STATED GOAL →
Give every entry again, word for word and in full.
- - -
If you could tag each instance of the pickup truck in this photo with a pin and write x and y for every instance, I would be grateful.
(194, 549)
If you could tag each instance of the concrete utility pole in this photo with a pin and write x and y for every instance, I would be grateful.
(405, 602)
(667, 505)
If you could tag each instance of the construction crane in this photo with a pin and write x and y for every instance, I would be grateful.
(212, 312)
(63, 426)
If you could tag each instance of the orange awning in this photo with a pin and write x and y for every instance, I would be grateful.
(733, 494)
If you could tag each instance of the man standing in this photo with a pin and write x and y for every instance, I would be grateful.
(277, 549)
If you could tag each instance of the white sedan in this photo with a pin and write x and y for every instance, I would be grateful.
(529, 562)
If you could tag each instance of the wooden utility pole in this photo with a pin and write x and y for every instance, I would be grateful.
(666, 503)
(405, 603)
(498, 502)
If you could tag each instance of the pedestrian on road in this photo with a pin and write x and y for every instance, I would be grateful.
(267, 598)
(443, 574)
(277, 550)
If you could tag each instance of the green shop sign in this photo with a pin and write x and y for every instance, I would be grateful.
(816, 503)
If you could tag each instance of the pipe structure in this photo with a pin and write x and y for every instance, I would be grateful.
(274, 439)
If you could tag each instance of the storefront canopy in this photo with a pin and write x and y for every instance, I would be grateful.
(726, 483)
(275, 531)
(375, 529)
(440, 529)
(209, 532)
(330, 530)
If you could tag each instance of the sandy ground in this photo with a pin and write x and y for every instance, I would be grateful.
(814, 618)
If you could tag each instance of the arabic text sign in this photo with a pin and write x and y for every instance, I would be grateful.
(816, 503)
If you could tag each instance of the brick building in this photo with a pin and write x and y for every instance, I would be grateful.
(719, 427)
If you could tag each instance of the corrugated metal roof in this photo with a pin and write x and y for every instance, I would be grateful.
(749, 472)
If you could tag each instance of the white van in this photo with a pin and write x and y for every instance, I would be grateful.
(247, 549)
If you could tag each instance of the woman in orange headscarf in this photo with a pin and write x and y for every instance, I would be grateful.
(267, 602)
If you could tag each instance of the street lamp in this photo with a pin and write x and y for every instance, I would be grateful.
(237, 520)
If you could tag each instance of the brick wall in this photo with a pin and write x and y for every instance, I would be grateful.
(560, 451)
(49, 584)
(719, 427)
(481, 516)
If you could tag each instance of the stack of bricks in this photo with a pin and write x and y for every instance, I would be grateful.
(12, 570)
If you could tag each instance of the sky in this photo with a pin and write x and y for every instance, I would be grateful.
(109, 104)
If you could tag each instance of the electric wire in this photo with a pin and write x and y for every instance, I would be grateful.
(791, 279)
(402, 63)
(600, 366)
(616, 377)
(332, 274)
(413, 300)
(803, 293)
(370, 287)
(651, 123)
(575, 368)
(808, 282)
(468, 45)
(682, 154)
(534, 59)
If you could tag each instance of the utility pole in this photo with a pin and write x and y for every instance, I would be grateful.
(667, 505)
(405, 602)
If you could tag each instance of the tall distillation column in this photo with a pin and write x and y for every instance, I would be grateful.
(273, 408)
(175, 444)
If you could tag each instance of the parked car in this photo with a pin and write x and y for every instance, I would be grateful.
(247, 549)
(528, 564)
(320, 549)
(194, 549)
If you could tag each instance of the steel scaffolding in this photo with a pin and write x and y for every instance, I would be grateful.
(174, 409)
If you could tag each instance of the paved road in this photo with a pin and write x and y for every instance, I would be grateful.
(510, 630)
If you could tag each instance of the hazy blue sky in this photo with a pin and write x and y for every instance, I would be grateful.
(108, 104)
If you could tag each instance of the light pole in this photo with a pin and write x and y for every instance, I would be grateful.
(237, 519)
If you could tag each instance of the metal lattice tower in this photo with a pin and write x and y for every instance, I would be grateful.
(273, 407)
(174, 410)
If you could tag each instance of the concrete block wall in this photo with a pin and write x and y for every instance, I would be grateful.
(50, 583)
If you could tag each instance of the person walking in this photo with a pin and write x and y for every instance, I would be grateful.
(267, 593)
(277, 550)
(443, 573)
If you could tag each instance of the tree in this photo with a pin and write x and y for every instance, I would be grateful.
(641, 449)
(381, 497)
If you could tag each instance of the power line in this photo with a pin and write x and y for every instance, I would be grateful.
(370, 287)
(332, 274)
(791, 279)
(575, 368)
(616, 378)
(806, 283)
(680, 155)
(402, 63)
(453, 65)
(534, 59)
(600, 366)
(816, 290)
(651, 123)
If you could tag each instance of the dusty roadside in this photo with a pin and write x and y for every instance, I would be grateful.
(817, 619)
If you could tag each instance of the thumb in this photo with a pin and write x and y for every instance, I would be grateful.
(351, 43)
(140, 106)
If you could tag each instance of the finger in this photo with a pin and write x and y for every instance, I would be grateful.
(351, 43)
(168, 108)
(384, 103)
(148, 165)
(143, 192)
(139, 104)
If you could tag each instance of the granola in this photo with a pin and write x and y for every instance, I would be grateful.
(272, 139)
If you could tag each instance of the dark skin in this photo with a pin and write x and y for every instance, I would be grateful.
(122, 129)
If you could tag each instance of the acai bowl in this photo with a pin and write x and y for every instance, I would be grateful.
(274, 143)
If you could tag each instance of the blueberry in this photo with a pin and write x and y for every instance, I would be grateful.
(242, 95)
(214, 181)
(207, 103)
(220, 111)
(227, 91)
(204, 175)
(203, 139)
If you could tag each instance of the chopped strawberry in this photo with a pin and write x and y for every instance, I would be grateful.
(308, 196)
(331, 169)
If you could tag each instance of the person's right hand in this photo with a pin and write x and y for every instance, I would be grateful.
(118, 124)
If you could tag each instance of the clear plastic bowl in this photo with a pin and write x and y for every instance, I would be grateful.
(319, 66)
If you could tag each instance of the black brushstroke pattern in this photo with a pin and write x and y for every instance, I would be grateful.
- - -
SOLUTION →
If you could tag each instance of the pickup truck in this photo with a pin and write x and y for every instance, I would be grateful.
(194, 549)
If you could tag each instance of the concrete utility pole in this photo with a pin and write x and y for every instance, I would be grateful.
(405, 602)
(667, 505)
If you could tag each instance of the construction crane in this photo with a pin and write x and y for every instance, I would be grateful.
(212, 312)
(63, 426)
If you could tag each instance of the orange awning in this photo with a pin and write x and y for every instance, I would be grateful.
(733, 494)
If you could tag each instance of the man standing in this photo with a pin and write x and y for every instance, I would be grateful.
(277, 549)
If you could tag each instance of the white sedan in this photo with a pin and write x and y for every instance, I would be grateful.
(529, 562)
If you could tag each instance of the wooden utility pole in this photo with a pin and write x and y for every instance, I would be grateful.
(666, 503)
(405, 603)
(498, 502)
If you could tag each instance of the pedestrian on road in this photo with a pin and write x and y for every instance, I would be grateful.
(267, 598)
(443, 574)
(277, 550)
If you could tag each instance of the green shop sign in this photo with a pin and write x and y for every instance, I would be grateful.
(816, 503)
If you could tag each instance of the pipe structure in this photo with a pin and write x and y for every instance, I would be grateful.
(274, 439)
If you could tag each instance of the storefront canopy in this photo with a pin and write x and y for every instance, I would be grateful.
(726, 483)
(275, 531)
(375, 529)
(440, 529)
(209, 532)
(330, 530)
If you could tag each instance of the sandy ground in this photo with a pin and write x and y for every instance, I would be grateful.
(814, 618)
If you could tag each instance of the arabic text sign in this photo with a pin and write x and y for every instance, I would be grateful.
(816, 503)
If you could tag each instance of the brick building in this photo with a pin and write x and y for every instance, I would be grateful.
(719, 427)
If you could tag each instance of the corrugated metal roof in this photo with a pin and write x and y for every instance, I would be grateful.
(749, 472)
If you could tag each instance of the white van in this photo with a pin and write x and y for every instance, I would be grateful.
(247, 549)
If you could tag each instance of the woman in orange headscarf in this photo with a pin and write x and y for every instance, I would be grateful.
(267, 602)
If you could tag each instance of the street lamp in this photo with a pin and write x and y for every instance, I would be grateful.
(237, 520)
If you could tag each instance of the brick wall in this photo with a pin and write x and y for every instance, I would be grateful.
(560, 451)
(49, 584)
(719, 427)
(481, 516)
If you could tag each instance of the stack of bricks in this photo with a pin and write x and y for every instance, I would be grateful.
(12, 570)
If you could tag each instance of the sky in this photo with a pin and write x and y for every instance, I would be grateful.
(109, 104)
If you could tag each instance of the electric wire in this photo with a pin and write x and y for every instance, I would be grateful.
(791, 279)
(402, 63)
(600, 366)
(616, 377)
(332, 274)
(413, 300)
(803, 293)
(370, 287)
(651, 123)
(575, 368)
(808, 282)
(468, 45)
(682, 154)
(534, 59)
If you could tag each instance of the utility pole in this photo with a pin and write x and y for every instance, I would be grateful.
(667, 505)
(405, 602)
If you could tag each instance of the tall distillation column in this photo with a pin and write x and y for every instance, I would be grateful.
(273, 408)
(175, 444)
If you could tag each instance of the parked car in this photo with a pin and write x and y for every instance, I would be grateful.
(247, 549)
(528, 564)
(320, 549)
(194, 549)
If you could tag each instance of the steel scaffolding in this photo with a pin and write x and y for every instance, I would be grateful.
(174, 409)
If you could tag each instance of the paved road in this photo with a pin and write x and y for every instance, I would be grateful.
(510, 630)
If you could tag each instance of the hazy blue sky in this photo with a pin and write x and y for every instance, I would be grateful.
(108, 104)
If you could tag each instance of the light pole in this photo with a pin and write x and y for every instance, I would be grateful.
(237, 519)
If you could tag each instance of the metal lattice tower in this photo with a pin and write x and y for every instance, I would be grateful.
(273, 407)
(174, 410)
If you could tag each instance of the concrete block wall in this photo with a pin and write x and y for every instance, I would be grateful.
(50, 583)
If you could tag each instance of the person walking in this photo with a pin and write x and y for every instance, I would be grateful.
(267, 593)
(277, 550)
(443, 573)
If you could tag each instance of the tree in this photo with a pin and write x and y for every instance, I would be grateful.
(641, 449)
(381, 497)
If you could tag each instance of the power line in this photo with a pin and write x and y for every instance, I would be grateful.
(370, 287)
(332, 274)
(791, 279)
(575, 368)
(616, 378)
(806, 283)
(680, 155)
(402, 63)
(453, 65)
(534, 59)
(600, 366)
(816, 290)
(651, 123)
If you could tag each instance of the dusty roadside in this photo with a pin and write x and y for every instance, I would be grateful.
(817, 619)
If you could tag each instance of the thumb in this photo with a pin and write x and y for every instance, I would be grateful.
(351, 43)
(140, 106)
If you could tag each instance of the finger in this photo with a pin and write x and y for every instance, I would be grateful.
(351, 43)
(168, 108)
(384, 103)
(148, 165)
(143, 192)
(139, 104)
If you could tag each instance of the granola in this photo with a pin and write x and y for every instance, I would be grateful.
(272, 139)
If you could tag each instance of the dark skin in this photo with a pin and write x and y for every instance, I would be grateful.
(122, 129)
If you could tag each instance of the acai bowl in this photo with a pin and write x and y for every instance, I would be grateful.
(274, 143)
If you could tag each instance of the blueberry in this photo with a pin and write x and y for every instance, I would be grateful.
(242, 95)
(214, 181)
(207, 103)
(220, 111)
(227, 91)
(204, 175)
(203, 139)
If you could tag each instance of the chopped strawberry in this photo with a pin and write x and y for every instance, I would be grateful.
(308, 196)
(331, 169)
If you could tag each instance of the person's right hand in this photo with a pin and write x and y for every instance, I would be grateful.
(118, 124)
If you could tag each instance of the clear plastic bowl in this photo with a pin and write x and y for every instance, I would be grateful.
(319, 66)
If you could tag each instance of the black brushstroke pattern in this photo with a pin and write x and y for every instance, I would be grateful.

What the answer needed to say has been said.